An exact transcription of all the data is the expected reply.

.....

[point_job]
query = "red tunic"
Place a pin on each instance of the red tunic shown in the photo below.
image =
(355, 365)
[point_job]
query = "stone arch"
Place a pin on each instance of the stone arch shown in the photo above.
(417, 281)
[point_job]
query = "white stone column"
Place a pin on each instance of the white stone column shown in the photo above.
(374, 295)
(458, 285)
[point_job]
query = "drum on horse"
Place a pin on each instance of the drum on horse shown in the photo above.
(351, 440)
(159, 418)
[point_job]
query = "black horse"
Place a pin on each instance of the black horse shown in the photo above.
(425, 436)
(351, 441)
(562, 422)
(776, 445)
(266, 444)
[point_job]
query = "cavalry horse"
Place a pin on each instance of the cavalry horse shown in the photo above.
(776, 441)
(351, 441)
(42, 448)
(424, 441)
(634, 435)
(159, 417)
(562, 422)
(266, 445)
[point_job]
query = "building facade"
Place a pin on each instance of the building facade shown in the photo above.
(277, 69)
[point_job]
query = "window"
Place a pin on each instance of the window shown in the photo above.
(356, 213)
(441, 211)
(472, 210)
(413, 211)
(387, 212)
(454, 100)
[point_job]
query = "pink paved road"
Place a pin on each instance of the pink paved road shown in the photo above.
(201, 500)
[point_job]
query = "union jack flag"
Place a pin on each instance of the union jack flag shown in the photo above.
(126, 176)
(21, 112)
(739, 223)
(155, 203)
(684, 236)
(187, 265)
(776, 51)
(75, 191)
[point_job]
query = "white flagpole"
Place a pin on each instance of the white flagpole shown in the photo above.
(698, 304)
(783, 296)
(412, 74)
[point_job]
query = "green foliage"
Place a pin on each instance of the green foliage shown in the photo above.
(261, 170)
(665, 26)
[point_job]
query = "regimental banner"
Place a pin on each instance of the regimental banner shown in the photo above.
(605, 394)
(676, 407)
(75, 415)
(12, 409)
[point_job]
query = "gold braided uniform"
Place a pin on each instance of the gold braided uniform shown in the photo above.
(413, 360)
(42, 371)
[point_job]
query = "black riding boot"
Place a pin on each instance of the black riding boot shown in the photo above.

.....

| Answer section |
[point_job]
query = "red tunic"
Place a pin on each instance of the red tunic shown in the photo below.
image =
(355, 365)
[point_job]
query = "stone arch"
Place a pin on each instance of the stone arch shown in the photo above.
(417, 281)
[point_job]
query = "white stone column"
Place a pin on each instance of the white stone column shown in the photo above.
(374, 295)
(458, 285)
[point_job]
query = "drum on horse"
Place a pin on each instance of the drum on horse shown in the photo above.
(351, 440)
(159, 418)
[point_job]
query = "black horse"
Place a pin on each instance of the black horse shown in the photo above.
(425, 436)
(351, 441)
(562, 422)
(776, 445)
(266, 444)
[point_job]
query = "cavalry horse"
Place a pin on each instance of the cavalry horse shown in the photo above.
(776, 441)
(351, 441)
(42, 448)
(424, 441)
(634, 435)
(159, 417)
(562, 422)
(266, 445)
[point_job]
query = "building facade"
Place a pin on each instance of the building facade shown in the photo above.
(277, 69)
[point_job]
query = "window"
Place a pin on each instance of the window shown in the photo above.
(356, 213)
(441, 211)
(472, 210)
(413, 211)
(387, 212)
(454, 100)
[point_job]
query = "pink paved road"
Place a pin on each instance of the pink paved road shown in the photo above.
(201, 500)
[point_job]
query = "union jack flag"
Place a pin on each instance of the union jack flag shown in the photo above.
(126, 176)
(21, 112)
(739, 223)
(155, 203)
(684, 236)
(187, 265)
(776, 51)
(75, 191)
[point_job]
query = "white flagpole"
Place a pin on each instance of the white flagpole shown in the photo above.
(698, 304)
(783, 296)
(412, 74)
[point_job]
query = "green foliage"
Place a pin on each instance of the green foliage shown in the photo above.
(261, 170)
(665, 26)
[point_job]
query = "regimental banner"
Place a pin on each instance of the regimental banner shown in the photo above.
(605, 394)
(676, 407)
(75, 415)
(12, 409)
[point_job]
query = "gold braided uniform"
Place a pin on each instance of the gold braided uniform shown in the photo above.
(413, 360)
(42, 371)
[point_job]
query = "black riding boot"
Place a pin on each instance of the black riding boot shown in the photo above.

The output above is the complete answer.